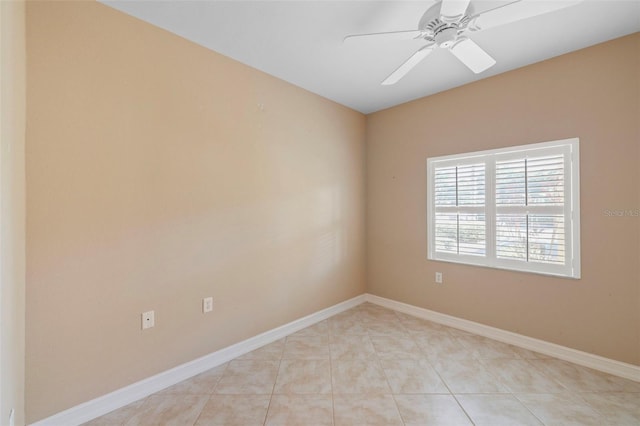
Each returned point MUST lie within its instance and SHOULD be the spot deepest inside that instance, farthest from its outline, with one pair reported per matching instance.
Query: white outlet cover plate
(148, 319)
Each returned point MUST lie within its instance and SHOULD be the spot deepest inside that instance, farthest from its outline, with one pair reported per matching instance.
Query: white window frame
(570, 148)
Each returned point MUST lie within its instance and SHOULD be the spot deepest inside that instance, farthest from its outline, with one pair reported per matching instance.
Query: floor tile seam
(463, 409)
(570, 394)
(266, 414)
(202, 410)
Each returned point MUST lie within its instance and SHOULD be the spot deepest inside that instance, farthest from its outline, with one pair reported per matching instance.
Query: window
(513, 208)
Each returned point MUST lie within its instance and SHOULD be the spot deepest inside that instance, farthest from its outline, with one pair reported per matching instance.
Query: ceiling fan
(446, 24)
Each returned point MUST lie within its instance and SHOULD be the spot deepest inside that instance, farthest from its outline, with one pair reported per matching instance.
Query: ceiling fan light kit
(447, 23)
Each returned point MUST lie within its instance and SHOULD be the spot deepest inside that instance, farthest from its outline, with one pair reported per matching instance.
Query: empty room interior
(214, 213)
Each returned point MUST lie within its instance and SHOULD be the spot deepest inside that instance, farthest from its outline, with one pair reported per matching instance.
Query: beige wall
(158, 173)
(12, 212)
(591, 94)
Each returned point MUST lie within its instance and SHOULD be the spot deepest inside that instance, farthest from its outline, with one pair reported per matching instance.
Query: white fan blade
(392, 35)
(452, 9)
(408, 65)
(472, 55)
(518, 10)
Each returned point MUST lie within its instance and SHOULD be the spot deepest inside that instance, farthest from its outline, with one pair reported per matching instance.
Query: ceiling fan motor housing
(441, 31)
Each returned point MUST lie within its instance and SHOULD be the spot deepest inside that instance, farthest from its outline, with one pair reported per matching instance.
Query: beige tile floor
(374, 366)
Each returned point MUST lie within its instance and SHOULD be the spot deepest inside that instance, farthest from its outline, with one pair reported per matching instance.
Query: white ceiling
(301, 41)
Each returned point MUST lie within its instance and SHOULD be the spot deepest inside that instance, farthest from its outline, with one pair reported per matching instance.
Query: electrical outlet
(207, 304)
(148, 319)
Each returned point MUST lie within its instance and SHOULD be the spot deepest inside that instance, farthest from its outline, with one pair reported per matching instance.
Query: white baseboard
(102, 405)
(617, 368)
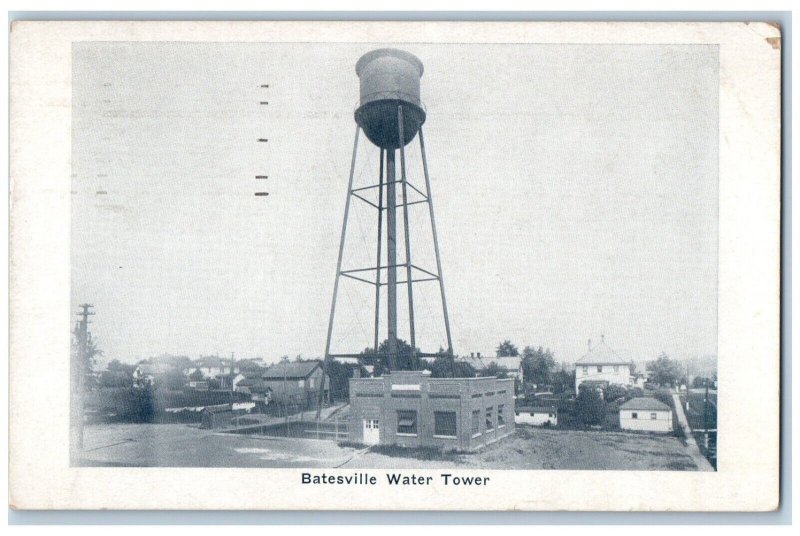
^^^^^^^^^^^^^^^^
Pick out every line in the entries above that contains the word "floor" and copy each one. Case counts.

§ Solution:
Query: floor tile seam
Query: beige tile floor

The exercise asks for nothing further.